### EXERCISE TASK
Show each line of the entries below that contains the string "cart".

(Raw records)
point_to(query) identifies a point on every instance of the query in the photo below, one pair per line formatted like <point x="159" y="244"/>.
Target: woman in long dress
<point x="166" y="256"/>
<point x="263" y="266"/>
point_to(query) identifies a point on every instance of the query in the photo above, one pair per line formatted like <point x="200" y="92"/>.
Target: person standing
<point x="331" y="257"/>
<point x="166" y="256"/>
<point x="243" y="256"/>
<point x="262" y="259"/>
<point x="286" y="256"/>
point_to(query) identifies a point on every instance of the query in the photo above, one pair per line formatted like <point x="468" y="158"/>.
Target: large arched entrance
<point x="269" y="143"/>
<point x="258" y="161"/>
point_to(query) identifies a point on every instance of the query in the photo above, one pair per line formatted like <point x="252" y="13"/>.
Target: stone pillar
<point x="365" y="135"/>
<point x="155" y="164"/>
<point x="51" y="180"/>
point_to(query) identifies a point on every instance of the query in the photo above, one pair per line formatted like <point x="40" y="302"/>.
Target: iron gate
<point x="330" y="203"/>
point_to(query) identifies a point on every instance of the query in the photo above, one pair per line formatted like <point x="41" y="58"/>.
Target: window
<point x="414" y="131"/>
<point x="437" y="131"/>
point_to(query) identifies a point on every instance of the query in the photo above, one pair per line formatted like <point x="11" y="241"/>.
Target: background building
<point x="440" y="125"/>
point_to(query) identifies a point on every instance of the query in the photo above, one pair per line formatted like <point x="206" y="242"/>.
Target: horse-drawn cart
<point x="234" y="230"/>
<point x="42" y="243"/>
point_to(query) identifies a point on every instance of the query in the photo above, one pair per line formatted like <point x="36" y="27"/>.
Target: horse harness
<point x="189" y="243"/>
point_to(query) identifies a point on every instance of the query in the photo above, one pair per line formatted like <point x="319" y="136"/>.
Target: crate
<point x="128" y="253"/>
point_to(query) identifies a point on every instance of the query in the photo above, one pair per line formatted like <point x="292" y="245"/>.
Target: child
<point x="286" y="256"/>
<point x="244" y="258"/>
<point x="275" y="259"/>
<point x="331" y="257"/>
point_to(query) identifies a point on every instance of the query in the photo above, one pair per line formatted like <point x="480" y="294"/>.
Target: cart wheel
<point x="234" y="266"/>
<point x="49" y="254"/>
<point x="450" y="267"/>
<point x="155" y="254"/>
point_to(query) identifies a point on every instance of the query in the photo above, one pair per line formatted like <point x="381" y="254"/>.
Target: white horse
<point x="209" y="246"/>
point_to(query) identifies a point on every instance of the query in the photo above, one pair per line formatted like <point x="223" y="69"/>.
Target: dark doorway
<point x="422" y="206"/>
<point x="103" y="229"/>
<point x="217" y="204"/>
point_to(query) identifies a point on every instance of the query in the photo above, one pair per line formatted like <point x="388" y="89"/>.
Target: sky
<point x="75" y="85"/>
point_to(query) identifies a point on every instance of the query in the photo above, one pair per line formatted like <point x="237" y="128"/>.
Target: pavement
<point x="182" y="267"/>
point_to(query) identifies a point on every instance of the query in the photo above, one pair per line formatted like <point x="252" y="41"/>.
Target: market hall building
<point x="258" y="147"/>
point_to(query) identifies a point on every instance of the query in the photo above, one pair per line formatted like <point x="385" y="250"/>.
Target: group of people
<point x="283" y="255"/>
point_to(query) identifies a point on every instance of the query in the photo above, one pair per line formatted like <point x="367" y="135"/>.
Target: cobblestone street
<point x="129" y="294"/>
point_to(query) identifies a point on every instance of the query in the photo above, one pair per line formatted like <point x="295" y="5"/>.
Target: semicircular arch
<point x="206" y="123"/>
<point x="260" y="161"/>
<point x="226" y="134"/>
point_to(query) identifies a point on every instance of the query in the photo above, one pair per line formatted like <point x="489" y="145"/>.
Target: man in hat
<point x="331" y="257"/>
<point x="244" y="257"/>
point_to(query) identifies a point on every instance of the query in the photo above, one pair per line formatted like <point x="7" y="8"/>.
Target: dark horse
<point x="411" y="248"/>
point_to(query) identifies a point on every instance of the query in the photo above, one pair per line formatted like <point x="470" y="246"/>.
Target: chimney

==

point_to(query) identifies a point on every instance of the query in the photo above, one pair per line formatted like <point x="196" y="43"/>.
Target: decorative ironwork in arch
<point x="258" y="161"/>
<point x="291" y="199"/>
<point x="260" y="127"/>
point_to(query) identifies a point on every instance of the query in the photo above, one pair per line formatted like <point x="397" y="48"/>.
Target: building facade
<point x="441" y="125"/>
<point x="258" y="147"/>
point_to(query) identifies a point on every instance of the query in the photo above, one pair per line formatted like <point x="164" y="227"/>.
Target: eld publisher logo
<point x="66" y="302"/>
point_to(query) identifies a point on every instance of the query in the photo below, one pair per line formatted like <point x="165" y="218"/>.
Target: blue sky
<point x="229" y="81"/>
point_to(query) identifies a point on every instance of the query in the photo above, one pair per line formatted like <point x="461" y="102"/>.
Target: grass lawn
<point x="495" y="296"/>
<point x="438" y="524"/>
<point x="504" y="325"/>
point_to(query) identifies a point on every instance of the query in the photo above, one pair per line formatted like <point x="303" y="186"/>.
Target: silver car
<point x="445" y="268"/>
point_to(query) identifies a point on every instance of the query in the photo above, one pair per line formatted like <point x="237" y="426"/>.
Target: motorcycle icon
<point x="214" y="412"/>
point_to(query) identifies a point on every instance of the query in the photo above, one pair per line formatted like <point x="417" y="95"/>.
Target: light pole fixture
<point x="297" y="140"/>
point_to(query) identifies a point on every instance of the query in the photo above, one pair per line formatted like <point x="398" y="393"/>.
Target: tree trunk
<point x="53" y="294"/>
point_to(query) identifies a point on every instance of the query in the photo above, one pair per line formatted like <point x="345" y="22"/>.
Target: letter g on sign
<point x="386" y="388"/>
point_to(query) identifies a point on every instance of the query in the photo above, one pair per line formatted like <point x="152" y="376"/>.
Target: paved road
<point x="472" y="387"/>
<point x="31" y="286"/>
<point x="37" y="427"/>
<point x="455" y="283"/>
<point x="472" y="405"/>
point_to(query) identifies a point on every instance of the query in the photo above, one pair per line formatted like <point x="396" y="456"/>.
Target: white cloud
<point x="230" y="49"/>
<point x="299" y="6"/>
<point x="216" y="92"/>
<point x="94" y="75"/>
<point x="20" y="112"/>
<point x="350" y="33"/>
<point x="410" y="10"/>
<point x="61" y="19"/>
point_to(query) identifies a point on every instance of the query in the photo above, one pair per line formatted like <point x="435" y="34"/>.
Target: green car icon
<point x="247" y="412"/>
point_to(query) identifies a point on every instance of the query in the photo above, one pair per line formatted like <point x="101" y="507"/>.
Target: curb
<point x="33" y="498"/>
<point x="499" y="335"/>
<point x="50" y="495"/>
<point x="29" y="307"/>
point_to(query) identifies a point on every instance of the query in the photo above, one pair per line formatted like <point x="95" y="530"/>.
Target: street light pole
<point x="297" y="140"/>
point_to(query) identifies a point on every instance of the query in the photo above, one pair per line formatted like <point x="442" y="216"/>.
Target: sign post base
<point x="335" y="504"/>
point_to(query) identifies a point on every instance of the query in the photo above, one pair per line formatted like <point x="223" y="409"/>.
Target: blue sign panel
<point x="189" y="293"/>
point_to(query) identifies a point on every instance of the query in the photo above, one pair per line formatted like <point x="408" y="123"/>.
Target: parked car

### TASK OUTPUT
Target: horse-drawn cart
Target: cart wheel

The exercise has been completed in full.